* _WHAT IS EXPECTED_:
Working from the line that contains "Call locate_point to put a point on the truck" down to the last line below, repeat each line exactly.

* _Items listed in a dataset_:

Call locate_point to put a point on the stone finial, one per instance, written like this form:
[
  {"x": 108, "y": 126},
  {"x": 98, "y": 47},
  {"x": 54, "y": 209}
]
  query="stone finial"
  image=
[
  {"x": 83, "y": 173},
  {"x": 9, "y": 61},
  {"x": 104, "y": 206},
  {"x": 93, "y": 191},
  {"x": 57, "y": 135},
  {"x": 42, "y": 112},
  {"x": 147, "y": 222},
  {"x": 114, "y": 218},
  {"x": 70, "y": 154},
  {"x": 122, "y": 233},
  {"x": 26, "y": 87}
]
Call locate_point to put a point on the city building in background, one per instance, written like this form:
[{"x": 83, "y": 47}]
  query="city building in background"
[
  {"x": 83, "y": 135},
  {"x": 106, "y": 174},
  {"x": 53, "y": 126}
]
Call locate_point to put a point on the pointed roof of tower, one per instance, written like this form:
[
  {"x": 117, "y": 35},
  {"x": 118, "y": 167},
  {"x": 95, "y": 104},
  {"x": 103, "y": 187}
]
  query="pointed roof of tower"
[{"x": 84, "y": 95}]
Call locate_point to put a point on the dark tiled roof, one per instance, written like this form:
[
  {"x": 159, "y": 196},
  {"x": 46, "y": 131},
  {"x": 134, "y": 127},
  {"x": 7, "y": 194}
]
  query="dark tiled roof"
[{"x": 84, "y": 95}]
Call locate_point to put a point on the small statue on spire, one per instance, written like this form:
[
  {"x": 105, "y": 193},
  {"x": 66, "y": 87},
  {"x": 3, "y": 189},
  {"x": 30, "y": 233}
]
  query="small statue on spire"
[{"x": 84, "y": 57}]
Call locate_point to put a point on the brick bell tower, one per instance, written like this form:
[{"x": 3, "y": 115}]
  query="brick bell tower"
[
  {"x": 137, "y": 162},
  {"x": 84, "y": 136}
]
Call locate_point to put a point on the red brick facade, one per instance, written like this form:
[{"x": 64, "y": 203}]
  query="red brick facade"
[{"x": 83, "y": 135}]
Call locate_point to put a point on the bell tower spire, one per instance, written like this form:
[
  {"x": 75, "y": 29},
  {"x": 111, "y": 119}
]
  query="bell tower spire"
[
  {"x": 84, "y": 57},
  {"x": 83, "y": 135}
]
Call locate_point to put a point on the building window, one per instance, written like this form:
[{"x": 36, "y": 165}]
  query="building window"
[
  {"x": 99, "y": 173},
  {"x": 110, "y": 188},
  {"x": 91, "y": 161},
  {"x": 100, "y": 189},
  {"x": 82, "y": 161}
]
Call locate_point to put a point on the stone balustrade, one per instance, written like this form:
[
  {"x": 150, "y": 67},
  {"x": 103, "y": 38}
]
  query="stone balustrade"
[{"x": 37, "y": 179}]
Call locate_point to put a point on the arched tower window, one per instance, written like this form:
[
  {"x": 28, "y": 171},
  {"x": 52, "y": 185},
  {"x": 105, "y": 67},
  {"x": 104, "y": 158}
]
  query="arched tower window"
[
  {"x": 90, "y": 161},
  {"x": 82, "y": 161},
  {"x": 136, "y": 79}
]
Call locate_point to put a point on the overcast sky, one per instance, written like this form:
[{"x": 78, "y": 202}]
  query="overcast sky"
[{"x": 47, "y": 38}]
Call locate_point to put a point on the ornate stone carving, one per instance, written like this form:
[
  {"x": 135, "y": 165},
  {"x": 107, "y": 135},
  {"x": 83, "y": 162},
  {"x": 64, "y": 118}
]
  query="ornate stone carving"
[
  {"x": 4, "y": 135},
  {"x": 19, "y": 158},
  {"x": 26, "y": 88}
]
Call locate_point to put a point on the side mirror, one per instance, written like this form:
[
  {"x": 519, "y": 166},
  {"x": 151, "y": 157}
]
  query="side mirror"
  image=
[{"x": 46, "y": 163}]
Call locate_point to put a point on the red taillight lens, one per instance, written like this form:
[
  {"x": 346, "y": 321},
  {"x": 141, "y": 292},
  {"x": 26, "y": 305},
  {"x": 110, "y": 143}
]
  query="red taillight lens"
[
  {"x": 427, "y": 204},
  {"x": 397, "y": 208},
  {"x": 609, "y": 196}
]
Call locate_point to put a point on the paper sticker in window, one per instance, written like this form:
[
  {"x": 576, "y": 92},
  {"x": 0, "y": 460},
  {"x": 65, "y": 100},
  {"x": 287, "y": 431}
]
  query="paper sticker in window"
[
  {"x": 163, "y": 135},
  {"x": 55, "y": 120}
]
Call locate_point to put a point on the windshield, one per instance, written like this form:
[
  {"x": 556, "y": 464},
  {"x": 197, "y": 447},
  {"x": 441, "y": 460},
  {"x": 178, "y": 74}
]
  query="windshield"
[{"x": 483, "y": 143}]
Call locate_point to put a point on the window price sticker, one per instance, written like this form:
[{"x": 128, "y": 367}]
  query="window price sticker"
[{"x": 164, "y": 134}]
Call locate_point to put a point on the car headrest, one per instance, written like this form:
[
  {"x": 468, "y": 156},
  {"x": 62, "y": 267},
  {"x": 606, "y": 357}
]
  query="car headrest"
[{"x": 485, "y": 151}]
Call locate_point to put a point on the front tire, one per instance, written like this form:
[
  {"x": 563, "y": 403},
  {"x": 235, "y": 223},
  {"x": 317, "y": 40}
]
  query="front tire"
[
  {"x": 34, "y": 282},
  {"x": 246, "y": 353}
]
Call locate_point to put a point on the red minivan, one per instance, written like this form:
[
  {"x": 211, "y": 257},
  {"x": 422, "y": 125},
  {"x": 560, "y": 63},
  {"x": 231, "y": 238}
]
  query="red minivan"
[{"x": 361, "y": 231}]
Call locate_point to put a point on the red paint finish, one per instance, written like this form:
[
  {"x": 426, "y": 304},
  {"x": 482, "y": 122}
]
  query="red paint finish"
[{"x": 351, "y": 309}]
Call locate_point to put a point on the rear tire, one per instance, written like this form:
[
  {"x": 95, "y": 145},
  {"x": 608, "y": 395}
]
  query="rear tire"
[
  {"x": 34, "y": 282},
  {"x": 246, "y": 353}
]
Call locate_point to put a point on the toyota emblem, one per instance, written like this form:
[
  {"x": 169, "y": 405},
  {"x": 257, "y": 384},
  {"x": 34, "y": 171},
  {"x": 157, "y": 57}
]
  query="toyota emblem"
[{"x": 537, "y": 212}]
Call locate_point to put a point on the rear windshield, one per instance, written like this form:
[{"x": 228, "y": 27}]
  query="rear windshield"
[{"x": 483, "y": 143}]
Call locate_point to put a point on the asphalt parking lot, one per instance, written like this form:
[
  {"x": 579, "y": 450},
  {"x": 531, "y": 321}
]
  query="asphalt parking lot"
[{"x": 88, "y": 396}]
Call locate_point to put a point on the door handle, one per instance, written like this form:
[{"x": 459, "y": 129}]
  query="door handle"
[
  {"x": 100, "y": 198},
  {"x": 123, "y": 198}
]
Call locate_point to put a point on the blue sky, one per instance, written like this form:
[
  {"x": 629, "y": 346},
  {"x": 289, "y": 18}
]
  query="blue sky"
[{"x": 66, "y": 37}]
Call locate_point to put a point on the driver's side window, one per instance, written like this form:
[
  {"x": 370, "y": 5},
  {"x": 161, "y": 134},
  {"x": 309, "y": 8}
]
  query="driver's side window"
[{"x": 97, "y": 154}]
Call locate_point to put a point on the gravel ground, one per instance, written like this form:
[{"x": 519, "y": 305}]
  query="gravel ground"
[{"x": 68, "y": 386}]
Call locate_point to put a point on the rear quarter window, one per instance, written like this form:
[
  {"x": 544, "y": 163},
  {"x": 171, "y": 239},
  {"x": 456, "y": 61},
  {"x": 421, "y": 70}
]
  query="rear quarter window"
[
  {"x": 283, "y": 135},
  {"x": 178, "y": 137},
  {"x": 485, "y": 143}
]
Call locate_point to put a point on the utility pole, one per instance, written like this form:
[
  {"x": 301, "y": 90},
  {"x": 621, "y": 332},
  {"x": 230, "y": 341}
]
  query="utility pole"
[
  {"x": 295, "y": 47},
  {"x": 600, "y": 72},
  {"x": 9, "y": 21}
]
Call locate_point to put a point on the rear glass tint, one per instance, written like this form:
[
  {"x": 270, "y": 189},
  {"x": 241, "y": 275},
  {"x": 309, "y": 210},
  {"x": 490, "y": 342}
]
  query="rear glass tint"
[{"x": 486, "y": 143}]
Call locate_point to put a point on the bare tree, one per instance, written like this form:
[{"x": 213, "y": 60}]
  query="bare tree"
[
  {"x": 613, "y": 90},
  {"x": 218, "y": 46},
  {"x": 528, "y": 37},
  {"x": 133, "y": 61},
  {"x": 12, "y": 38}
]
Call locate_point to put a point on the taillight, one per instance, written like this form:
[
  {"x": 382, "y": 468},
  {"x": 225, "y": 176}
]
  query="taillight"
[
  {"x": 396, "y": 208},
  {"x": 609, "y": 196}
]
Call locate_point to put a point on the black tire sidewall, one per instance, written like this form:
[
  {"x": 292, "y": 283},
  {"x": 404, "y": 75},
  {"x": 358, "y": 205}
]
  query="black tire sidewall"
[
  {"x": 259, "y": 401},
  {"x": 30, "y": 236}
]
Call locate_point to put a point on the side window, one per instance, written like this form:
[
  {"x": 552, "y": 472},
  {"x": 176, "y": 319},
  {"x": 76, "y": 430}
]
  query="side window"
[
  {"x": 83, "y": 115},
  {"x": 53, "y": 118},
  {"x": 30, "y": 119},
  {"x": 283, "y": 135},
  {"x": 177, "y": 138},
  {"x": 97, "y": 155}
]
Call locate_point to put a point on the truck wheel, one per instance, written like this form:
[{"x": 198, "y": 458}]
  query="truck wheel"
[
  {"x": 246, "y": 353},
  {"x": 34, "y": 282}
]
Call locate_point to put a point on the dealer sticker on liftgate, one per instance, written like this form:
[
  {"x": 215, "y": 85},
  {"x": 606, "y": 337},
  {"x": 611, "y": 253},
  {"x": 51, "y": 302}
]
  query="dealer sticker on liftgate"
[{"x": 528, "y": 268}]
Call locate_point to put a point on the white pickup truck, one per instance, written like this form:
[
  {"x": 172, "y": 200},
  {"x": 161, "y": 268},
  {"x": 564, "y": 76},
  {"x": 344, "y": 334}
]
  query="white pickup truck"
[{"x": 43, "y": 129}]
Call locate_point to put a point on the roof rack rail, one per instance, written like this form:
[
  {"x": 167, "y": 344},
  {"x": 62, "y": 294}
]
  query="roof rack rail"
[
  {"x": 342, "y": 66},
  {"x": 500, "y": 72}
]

* _EXPECTED ANSWER_:
Call locate_point to put a point on the truck wheel, one per instance, written like this form:
[{"x": 198, "y": 458}]
  query="truck wheel"
[
  {"x": 246, "y": 353},
  {"x": 34, "y": 282}
]
Call locate_point to put a point on the dealer sticker on liftgate, one per instance, written like this form:
[
  {"x": 215, "y": 85},
  {"x": 606, "y": 337},
  {"x": 611, "y": 253},
  {"x": 51, "y": 302}
]
  query="dealer sticker on liftgate"
[{"x": 528, "y": 268}]
Call locate_point to put a point on the white pickup truck, one per instance, written like this form:
[
  {"x": 172, "y": 200},
  {"x": 161, "y": 268},
  {"x": 564, "y": 76},
  {"x": 344, "y": 334}
]
  query="white pickup truck"
[{"x": 43, "y": 129}]
Call locate_point to put a point on the roof rack rail, one per instance, written like this form:
[
  {"x": 167, "y": 344},
  {"x": 62, "y": 294}
]
  query="roof rack rail"
[
  {"x": 342, "y": 66},
  {"x": 500, "y": 72}
]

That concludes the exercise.